- [Extrait du texte]

------

Si Internet facilite l’accès aux droits, il ne le fait pas pour tous et la fracture numérique éloigne encore davantage un public vulnérable de son accès à l’information. C’est ce qui ressort d’une « enquête mystère » réalisée par l’Institut national de la consommation et le défenseur des droits auprès de la caisse nationale des allocations familiales, de Pôle emploi et de la caisse nationale de l’assurance maladie, qui visait à évaluer la qualité des services téléphoniques de ces trois grands organismes… et qui a mis en évidence un renvoi un peu trop systématique des appelants vers Internet(1).

------

- [Tâche assignée A] Extrayez du texte sur la fracture numérique le passage qui commence par « Si Internet facilite » et se poursuit jusqu'à « appelants vers Internet(1). ».
- [Tâche assignée B] D'après le texte sur la fracture numérique, auprès de quels trois organismes l'« enquête mystère » a-t-elle été réalisée ?
- [Tâche assignée C] Poursuivez la rédaction du texte sur la fracture numérique à partir de sa dernière phrase.

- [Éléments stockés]
------

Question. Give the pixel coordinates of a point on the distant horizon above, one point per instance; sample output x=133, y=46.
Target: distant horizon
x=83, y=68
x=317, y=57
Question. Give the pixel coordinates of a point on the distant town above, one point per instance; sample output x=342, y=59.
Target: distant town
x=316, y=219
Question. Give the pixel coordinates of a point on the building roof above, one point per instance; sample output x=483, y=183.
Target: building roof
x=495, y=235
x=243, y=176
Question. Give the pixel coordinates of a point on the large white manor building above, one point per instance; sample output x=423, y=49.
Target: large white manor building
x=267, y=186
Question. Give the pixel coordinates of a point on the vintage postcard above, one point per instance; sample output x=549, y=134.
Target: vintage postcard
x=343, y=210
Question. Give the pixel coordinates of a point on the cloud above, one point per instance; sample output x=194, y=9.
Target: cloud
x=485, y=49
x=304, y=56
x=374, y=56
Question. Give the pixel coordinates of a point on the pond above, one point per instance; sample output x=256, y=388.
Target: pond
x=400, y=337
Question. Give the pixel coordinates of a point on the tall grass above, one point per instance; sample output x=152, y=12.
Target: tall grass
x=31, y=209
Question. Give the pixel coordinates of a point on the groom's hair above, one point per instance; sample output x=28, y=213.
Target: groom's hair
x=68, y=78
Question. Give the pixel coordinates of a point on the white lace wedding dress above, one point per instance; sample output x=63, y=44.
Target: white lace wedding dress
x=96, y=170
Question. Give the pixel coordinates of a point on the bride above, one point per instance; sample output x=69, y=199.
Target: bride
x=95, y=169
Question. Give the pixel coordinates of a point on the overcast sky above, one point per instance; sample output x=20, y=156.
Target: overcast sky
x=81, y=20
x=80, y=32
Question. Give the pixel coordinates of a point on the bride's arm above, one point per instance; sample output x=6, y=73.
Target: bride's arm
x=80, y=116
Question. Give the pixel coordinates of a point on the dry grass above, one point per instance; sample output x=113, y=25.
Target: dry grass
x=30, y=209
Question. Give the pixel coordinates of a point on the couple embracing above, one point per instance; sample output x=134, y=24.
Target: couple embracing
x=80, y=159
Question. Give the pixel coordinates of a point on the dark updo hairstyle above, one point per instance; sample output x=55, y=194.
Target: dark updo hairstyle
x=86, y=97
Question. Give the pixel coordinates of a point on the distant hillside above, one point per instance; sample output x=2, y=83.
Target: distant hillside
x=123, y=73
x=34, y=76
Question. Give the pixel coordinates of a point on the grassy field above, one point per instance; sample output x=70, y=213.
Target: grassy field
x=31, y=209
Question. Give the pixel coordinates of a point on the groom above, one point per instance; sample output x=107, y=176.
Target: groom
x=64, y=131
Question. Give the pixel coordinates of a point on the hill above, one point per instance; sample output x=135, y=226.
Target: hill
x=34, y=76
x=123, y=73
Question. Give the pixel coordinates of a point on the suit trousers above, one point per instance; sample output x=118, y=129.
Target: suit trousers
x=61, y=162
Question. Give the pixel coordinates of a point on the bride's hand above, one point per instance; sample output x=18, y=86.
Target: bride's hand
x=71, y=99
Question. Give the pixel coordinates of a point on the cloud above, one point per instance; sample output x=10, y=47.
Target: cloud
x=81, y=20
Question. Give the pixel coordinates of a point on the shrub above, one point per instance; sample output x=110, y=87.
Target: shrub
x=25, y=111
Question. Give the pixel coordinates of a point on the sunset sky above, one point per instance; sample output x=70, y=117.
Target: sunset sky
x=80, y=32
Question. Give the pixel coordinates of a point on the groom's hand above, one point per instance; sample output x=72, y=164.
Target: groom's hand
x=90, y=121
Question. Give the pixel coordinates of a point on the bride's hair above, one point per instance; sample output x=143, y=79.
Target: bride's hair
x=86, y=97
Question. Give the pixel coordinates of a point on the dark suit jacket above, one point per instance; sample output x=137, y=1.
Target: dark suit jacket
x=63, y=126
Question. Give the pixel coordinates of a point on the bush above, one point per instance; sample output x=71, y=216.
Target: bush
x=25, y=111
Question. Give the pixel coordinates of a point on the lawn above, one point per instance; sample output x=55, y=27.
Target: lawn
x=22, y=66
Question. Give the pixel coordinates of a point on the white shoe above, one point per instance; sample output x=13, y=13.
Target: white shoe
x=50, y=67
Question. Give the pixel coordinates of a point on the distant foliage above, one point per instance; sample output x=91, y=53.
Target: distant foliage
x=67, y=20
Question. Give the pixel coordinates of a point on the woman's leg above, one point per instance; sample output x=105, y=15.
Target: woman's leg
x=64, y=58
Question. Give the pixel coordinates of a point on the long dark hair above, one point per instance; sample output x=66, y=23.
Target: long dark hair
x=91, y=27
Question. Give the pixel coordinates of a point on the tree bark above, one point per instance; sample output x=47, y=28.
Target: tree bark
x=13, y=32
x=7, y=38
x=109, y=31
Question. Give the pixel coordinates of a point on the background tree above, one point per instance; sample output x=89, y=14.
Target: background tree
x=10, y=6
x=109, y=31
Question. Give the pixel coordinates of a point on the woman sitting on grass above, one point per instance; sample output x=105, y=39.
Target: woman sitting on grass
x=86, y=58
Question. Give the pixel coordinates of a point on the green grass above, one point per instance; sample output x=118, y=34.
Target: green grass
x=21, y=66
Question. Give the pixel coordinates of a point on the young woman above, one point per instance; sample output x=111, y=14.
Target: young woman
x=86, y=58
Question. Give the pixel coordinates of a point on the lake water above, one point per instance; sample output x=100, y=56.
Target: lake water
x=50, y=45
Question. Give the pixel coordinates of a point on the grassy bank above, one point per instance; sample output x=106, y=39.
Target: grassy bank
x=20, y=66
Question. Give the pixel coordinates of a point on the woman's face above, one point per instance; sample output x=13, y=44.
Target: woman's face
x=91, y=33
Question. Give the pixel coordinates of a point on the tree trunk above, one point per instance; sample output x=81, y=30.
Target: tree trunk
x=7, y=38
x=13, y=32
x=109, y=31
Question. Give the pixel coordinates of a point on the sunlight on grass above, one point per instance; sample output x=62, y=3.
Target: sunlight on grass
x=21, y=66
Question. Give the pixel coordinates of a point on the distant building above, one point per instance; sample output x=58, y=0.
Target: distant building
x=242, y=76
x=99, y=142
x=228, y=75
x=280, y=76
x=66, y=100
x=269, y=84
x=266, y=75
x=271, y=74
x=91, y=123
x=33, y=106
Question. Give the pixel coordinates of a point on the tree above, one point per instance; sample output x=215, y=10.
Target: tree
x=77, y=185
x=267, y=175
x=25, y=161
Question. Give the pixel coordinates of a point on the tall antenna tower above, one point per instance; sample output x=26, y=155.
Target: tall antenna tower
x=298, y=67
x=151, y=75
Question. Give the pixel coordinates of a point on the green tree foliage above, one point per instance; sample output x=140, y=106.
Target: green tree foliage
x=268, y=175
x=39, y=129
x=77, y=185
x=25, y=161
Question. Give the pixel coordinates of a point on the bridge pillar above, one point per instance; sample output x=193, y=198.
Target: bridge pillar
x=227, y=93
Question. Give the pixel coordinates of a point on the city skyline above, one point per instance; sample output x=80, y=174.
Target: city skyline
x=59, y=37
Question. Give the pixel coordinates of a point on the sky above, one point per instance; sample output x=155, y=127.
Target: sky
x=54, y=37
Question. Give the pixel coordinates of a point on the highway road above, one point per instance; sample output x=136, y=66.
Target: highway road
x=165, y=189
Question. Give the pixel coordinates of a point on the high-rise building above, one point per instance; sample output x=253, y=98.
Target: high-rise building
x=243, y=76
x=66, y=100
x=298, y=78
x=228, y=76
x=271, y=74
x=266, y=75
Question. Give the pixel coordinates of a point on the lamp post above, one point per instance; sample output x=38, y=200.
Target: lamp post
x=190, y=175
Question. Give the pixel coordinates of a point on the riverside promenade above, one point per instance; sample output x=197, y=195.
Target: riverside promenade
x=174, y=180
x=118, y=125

------

- [Réponse rédigée A]
Si Internet facilite l’accès aux droits, il ne le fait pas pour tous et la fracture numérique éloigne encore davantage un public vulnérable de son accès à l’information. C’est ce qui ressort d’une « enquête mystère » réalisée par l’Institut national de la consommation et le défenseur des droits auprès de la caisse nationale des allocations familiales, de Pôle emploi et de la caisse nationale de l’assurance maladie, qui visait à évaluer la qualité des services téléphoniques de ces trois grands organismes… et qui a mis en évidence un renvoi un peu trop systématique des appelants vers Internet(1).

- [Réponse rédigée B] La caisse nationale des allocations familiales, Pôle emploi et la caisse nationale de l'assurance maladie.

- [Réponse rédigée C]
L’objectif était, dans un contexte de dématérialisation progressive des services publics, d’étudier l’effectivité de l’accès aux droits assuré par ces plates-formes téléphoniques, a expliqué Jacques Toubon le 27 septembre dans un communiqué. Car, « si l’usage du numérique est désormais incontournable et facilite la vie de millions d’usagers, cette avancée interroge néanmoins le principe d’égalité d’accès aux services publics, en particulier pour les publics “moins connectés” qui représentent une partie non négligeable de la population ». Selon une étude du Crédoc, en effet, 16 % des Français n’ont pas Internet chez eux et 21 % des personnes qui l’ont ne se sentent pas à l’aise pour l’utiliser. Pour le défenseur des droits, la place et le rôle de l’accueil téléphonique – mode classique de relation avec les services publics – s’en trouvent en conséquence renouvelés et devaient être interrogés. D’où l’idée d’une enquête mystère auprès de ces plates-formes téléphoniques.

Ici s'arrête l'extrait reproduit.